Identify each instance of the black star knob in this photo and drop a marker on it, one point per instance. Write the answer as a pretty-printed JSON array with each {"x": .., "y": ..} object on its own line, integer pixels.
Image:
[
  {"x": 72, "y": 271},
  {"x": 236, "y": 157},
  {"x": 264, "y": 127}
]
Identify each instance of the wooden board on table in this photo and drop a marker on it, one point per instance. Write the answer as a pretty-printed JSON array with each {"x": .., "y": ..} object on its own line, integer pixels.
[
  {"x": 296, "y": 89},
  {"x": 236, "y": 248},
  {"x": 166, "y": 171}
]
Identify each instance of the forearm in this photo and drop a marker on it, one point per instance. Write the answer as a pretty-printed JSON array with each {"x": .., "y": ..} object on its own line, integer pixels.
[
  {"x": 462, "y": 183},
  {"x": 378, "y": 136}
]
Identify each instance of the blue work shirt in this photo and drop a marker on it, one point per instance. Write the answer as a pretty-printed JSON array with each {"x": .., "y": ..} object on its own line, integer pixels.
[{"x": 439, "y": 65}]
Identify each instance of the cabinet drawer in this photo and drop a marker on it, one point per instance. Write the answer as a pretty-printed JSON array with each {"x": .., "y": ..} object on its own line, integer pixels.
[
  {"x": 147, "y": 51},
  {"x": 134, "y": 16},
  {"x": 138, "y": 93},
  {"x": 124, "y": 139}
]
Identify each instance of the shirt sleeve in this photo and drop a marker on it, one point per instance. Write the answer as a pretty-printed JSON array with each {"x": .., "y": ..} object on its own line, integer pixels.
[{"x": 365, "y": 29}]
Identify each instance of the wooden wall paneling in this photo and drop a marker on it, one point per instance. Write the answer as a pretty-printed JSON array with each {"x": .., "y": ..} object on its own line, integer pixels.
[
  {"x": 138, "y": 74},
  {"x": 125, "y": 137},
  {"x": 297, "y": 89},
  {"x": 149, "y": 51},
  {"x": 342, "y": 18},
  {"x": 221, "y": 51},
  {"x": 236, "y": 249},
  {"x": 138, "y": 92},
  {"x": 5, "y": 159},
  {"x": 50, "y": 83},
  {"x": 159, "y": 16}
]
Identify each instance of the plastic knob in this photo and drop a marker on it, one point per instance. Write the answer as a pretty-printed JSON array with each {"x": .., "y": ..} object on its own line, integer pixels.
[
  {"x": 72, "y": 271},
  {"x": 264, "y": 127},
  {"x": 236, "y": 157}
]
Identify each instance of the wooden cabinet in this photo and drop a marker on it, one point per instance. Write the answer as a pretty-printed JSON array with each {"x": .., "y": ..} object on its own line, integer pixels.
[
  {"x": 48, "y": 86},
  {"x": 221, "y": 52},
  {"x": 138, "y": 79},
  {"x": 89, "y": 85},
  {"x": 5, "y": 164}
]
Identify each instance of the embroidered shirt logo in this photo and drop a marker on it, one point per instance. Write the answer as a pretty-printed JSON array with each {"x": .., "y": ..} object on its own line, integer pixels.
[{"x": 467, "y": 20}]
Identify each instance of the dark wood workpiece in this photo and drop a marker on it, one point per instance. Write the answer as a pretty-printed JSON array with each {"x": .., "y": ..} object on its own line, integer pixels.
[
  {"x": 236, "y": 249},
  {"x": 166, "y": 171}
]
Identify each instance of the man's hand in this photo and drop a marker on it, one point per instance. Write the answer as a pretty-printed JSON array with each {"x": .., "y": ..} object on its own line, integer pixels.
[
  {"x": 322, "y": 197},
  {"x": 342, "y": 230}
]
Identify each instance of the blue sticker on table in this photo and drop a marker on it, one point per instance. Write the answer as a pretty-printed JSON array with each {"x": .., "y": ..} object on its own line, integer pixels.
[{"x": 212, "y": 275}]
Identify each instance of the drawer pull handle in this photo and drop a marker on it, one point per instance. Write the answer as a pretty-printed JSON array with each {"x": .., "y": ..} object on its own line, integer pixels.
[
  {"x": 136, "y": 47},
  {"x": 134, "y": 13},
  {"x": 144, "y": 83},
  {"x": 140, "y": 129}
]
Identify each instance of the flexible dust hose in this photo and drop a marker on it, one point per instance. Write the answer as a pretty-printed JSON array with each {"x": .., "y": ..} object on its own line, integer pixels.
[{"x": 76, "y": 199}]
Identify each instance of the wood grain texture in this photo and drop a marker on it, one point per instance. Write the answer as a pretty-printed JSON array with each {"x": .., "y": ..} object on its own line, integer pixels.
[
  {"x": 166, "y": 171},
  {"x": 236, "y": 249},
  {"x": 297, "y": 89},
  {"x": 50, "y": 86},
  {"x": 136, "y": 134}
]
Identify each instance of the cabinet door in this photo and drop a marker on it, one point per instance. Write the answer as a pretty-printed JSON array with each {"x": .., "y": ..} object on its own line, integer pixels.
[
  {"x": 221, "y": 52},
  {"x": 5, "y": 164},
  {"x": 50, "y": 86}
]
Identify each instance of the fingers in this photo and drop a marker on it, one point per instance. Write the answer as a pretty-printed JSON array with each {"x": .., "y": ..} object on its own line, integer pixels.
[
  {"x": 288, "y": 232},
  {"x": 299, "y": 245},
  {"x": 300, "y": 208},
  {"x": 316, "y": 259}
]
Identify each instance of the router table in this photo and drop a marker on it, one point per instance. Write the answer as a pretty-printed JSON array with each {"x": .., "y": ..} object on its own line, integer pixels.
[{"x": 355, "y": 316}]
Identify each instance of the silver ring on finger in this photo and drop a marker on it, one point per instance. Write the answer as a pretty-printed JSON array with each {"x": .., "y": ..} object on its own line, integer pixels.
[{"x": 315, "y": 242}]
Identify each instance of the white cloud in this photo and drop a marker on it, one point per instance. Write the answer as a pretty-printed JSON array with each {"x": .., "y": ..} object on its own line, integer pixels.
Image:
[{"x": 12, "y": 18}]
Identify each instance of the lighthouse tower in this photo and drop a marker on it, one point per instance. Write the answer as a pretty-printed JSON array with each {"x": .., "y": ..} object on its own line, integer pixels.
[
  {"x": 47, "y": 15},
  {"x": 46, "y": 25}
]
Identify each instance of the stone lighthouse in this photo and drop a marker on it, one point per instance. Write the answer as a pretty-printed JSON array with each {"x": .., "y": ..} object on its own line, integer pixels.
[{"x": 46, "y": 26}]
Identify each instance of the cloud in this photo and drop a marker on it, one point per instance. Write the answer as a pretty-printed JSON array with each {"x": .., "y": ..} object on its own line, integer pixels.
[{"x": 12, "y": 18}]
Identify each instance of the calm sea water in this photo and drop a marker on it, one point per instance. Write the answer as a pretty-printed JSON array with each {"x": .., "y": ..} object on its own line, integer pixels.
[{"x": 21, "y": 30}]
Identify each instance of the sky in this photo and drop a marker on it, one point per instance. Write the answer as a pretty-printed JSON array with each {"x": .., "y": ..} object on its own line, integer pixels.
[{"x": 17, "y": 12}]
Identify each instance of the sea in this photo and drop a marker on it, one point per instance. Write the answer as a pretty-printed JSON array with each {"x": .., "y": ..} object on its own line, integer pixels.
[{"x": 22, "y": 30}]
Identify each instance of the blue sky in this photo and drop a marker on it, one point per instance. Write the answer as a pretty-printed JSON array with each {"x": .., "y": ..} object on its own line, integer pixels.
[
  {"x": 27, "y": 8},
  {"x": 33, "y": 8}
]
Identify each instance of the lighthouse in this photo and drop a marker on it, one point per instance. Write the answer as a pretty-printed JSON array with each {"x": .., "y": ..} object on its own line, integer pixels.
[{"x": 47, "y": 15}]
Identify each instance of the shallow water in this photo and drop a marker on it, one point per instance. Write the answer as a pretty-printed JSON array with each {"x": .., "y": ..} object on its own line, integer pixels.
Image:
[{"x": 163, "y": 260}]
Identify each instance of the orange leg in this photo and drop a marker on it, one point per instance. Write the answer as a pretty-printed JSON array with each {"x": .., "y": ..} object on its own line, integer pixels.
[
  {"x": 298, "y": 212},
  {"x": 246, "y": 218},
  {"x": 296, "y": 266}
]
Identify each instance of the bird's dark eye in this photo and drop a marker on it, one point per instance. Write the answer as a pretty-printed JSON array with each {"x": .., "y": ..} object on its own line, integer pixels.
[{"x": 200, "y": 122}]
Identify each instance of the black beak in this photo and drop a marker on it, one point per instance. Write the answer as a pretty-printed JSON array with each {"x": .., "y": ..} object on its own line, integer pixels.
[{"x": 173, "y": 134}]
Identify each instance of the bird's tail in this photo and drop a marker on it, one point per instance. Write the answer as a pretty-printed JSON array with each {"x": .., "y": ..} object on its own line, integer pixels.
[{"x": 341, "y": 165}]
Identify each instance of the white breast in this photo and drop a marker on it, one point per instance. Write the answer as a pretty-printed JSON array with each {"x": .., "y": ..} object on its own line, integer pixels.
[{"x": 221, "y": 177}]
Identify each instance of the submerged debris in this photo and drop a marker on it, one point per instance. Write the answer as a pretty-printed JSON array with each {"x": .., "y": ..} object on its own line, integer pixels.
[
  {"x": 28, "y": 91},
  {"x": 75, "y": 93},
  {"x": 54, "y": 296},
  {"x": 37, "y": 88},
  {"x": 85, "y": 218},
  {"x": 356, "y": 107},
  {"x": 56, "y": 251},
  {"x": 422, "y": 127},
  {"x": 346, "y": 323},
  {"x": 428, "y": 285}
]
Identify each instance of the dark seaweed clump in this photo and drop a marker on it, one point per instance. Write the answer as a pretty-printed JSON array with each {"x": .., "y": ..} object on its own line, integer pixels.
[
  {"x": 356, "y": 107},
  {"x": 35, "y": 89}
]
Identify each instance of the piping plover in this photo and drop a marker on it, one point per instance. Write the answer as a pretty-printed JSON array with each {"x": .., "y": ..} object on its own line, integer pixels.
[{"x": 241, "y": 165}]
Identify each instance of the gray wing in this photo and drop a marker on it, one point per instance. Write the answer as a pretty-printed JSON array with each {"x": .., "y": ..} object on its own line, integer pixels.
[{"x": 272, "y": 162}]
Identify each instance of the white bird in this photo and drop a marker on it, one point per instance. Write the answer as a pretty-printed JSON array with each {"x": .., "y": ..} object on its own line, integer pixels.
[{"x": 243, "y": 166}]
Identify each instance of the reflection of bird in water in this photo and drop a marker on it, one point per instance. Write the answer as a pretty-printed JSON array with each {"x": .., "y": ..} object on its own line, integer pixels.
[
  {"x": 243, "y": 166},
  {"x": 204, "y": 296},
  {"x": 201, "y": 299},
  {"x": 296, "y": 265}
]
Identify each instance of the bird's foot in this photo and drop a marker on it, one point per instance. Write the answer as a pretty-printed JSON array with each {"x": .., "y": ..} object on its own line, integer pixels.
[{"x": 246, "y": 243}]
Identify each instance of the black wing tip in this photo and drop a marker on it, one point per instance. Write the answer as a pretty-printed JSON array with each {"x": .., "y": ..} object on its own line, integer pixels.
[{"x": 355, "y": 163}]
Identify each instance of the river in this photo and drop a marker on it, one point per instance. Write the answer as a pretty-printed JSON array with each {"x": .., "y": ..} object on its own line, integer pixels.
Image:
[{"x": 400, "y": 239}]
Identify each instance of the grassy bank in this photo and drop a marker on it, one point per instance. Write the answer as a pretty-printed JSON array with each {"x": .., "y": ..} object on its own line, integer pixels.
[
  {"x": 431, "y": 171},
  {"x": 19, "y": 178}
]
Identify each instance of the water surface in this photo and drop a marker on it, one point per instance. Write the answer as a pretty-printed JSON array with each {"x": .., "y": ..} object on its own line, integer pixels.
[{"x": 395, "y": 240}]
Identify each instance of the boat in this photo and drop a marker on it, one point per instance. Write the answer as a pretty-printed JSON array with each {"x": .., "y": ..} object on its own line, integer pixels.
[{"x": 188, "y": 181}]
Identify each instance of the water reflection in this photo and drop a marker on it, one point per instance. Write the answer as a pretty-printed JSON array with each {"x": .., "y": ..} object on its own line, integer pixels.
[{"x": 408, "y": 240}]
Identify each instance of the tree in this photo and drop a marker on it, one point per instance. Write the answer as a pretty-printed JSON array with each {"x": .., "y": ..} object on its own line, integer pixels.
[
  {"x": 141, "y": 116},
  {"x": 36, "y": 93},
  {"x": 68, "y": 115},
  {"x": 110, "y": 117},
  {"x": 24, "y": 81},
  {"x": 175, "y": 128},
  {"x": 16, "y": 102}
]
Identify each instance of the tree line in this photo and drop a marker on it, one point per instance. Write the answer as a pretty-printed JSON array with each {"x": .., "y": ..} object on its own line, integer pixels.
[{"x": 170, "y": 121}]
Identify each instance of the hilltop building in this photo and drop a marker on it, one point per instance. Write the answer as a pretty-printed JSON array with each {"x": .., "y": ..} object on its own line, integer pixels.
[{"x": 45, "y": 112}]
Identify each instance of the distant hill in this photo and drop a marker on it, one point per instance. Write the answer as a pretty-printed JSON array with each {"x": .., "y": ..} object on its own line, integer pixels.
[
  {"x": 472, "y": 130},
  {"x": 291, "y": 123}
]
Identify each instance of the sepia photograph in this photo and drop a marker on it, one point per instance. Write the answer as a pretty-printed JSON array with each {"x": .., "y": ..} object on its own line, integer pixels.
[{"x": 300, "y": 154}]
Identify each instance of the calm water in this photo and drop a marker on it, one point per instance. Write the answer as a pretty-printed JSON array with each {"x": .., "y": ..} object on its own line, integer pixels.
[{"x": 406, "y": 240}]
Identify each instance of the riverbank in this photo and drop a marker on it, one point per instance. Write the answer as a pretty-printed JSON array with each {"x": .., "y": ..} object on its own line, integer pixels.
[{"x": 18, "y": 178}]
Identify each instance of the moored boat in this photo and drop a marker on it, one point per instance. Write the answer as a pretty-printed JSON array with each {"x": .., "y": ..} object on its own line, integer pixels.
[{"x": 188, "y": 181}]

**DO THIS:**
Find the line containing "Identify each instance of the calm water", then output it and every line after it to the end of the data, exactly.

**TASK SOLUTION:**
Identify each instance of the calm water in this photo and drop a marker on it, one point per instance. Write the answer as a pretty-printed JSON array with each {"x": .., "y": ..} object on its own line, integer pixels.
[{"x": 406, "y": 240}]
Identify each instance of the riverbank in this photo and drop a marker on it, one point per instance. Write the answer as a pretty-printed JSON array with each {"x": .., "y": ..} object on its own line, integer pixels.
[{"x": 18, "y": 178}]
Identify each instance of the moored boat in this photo and drop a marker on it, one point per instance. Write the answer as a pretty-printed JSON array with each {"x": .., "y": ..} object on its own line, integer pixels.
[{"x": 188, "y": 181}]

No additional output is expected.